* _EXTRACTED TEXT_
*** Begin section ***
If you have struggled with fertility or pregnancy loss I want to tell you this might be a hard read for you and if you aren't in the emotional space to read this it is OK.
On March 10 I had my first IUI attempt. It was a fiasco because of a funeral and timing, I had to give myself a trigger shot at 3:30 am. I don't deal well with seeing things under the skin, especially at 3 in the morning. After that the waiting starts. First you wait for a blood test to see if your progesterone levels are ok, they were. Then you wait two weeks to take a home pregnancy test. This isn't my first rodeo with the two week wait, I have six months of medicated cycles under my belt. It seems like all you do with fertility treatments is wait. In the meantime, last Saturday 8 days post IUI, I started cramping and thought game over my next cycle is starting. Then Sunday I was fine, then Monday cramping and stomach issues. Then the cramping continued all week. It could be just a normal part of implantation, it could be a cycle starting. You know I googled, implantation cramping, post IUI complications, ectopic pregnancy, chemical pregnancy. By Wednesday I was so uncomfortable I asked the doctor's office if this is normal, they said just wait it out until Friday.
Thursday morning I still felt awful but tested a day early, much to my surprise there was a shadow of a line. I thought I was seeing things so I had Paul confirm it by asking him what he saw and not mentioning what I thought I saw. He saw it too and shared the strange look on his face. What we didn't know was if this was early pregnancy or remnants of my trigger shot which is the pregnancy hormone. I was also using a super inexpensive test because I had to test mid cycle last round because of the medication I needed to take and I knew I wasn't pregnant then. So Thursday night I tested again and there was a shadowy but sure positive.
*** End section ***
* _EXERCISE INSTRUCTIONS_
1/ In the fertility treatment account, at what time did the writer have to give the trigger shot?
2/ Copy the part of the fertility treatment account that opens with the words containing "Thursday morning I" and closes with "but sure positive.".

* _GIVEN RECORDS_
*** Begin section ***
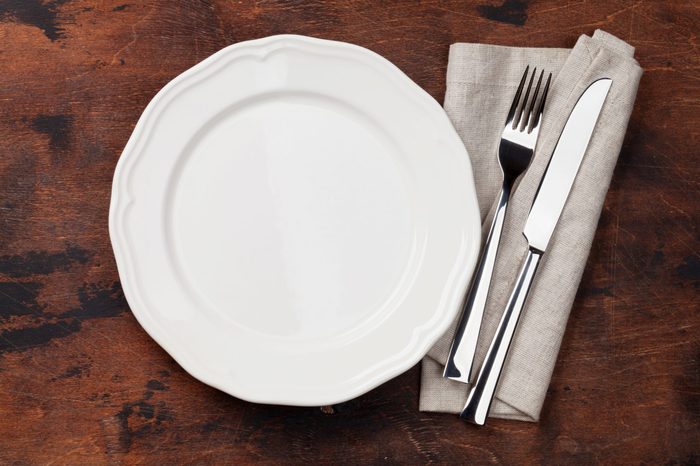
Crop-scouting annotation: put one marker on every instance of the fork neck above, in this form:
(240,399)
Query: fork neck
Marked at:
(508,183)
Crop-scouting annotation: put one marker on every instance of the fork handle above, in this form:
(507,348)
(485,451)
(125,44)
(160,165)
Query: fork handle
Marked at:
(481,395)
(461,356)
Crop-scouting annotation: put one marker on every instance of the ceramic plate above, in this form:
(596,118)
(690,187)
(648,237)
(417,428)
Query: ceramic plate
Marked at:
(294,220)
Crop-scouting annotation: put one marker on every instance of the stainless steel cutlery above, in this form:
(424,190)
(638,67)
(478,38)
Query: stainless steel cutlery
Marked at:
(539,227)
(515,151)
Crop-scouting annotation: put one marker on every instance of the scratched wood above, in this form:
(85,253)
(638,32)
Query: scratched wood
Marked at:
(80,382)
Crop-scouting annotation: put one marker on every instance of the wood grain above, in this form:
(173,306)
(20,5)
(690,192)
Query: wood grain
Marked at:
(80,382)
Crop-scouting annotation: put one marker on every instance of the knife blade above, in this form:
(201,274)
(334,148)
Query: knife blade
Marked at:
(546,209)
(564,164)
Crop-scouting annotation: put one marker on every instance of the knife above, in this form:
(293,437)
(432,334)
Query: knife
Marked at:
(543,217)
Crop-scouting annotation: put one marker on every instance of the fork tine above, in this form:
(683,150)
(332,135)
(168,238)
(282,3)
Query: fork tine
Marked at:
(538,114)
(523,102)
(529,117)
(516,99)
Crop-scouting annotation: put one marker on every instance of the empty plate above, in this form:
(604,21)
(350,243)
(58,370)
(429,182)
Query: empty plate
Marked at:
(294,220)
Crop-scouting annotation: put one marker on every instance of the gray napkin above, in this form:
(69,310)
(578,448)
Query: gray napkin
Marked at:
(481,82)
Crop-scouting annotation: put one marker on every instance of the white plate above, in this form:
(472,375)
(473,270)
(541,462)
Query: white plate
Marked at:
(294,220)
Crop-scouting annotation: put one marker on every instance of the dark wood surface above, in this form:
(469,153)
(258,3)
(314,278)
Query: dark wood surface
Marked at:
(81,382)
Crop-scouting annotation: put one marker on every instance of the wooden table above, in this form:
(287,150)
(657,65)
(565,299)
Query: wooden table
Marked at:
(81,382)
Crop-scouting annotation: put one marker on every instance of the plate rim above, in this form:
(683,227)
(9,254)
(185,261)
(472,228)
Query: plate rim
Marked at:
(423,337)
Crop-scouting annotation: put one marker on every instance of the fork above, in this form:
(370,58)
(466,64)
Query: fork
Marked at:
(515,151)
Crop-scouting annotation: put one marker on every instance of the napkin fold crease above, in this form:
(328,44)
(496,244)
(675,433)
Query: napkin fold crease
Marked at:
(481,82)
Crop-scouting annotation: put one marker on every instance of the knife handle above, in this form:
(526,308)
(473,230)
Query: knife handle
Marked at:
(481,394)
(461,356)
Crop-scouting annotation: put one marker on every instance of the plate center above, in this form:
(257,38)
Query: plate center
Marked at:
(291,216)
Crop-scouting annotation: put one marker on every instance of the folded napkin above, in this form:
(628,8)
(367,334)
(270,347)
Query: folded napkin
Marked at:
(481,82)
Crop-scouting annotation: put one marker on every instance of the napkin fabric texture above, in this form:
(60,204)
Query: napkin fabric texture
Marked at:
(481,82)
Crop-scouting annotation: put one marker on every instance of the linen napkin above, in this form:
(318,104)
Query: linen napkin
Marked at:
(481,82)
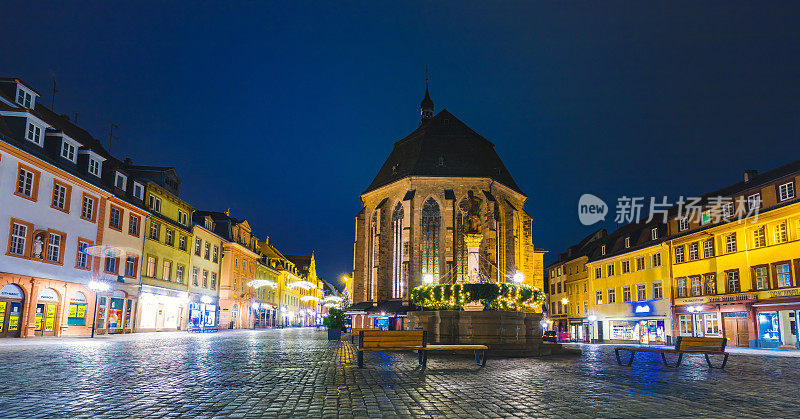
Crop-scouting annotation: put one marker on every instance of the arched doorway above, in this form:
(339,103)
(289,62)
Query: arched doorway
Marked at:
(12,300)
(46,311)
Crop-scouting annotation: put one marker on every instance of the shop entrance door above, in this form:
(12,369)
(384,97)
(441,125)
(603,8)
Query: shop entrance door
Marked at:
(736,330)
(10,317)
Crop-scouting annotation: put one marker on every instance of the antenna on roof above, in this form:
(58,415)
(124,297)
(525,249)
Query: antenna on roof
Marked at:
(53,101)
(110,132)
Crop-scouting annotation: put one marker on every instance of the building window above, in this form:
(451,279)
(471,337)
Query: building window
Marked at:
(138,190)
(24,98)
(626,294)
(733,281)
(397,252)
(120,181)
(783,275)
(82,259)
(26,183)
(130,266)
(94,166)
(754,202)
(780,233)
(183,218)
(111,265)
(730,243)
(762,277)
(133,225)
(693,252)
(681,287)
(626,266)
(115,219)
(68,151)
(154,203)
(151,267)
(786,191)
(87,208)
(697,286)
(430,239)
(166,274)
(708,248)
(155,230)
(679,254)
(34,134)
(658,291)
(759,237)
(711,283)
(60,197)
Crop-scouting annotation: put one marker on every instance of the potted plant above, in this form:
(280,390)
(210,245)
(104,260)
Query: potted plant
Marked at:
(334,321)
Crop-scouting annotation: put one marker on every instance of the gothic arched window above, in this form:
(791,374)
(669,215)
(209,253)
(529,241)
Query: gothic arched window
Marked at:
(461,244)
(430,239)
(397,255)
(373,257)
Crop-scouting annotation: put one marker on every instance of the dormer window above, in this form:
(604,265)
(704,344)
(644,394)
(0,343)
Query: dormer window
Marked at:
(68,151)
(25,97)
(138,190)
(120,181)
(34,133)
(94,166)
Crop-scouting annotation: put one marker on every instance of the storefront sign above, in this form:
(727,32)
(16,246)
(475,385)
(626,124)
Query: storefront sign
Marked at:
(11,291)
(48,294)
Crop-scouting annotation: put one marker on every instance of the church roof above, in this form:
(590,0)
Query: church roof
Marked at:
(446,147)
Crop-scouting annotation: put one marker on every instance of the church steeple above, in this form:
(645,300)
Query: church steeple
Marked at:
(426,107)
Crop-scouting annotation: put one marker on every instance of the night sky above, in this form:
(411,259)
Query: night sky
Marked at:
(284,112)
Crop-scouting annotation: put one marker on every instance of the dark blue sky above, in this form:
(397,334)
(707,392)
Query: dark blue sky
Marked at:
(285,111)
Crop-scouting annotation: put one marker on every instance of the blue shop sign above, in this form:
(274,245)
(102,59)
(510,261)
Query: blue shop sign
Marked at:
(642,308)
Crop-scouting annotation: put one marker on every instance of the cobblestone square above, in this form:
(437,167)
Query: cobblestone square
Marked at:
(297,372)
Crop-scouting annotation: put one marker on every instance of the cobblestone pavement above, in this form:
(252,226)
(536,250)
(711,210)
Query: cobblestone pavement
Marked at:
(295,372)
*** End section ***
* _TASK RESULTS_
1/ 3:30 am

2/
Thursday morning I still felt awful but tested a day early, much to my surprise there was a shadow of a line. I thought I was seeing things so I had Paul confirm it by asking him what he saw and not mentioning what I thought I saw. He saw it too and shared the strange look on his face. What we didn't know was if this was early pregnancy or remnants of my trigger shot which is the pregnancy hormone. I was also using a super inexpensive test because I had to test mid cycle last round because of the medication I needed to take and I knew I wasn't pregnant then. So Thursday night I tested again and there was a shadowy but sure positive.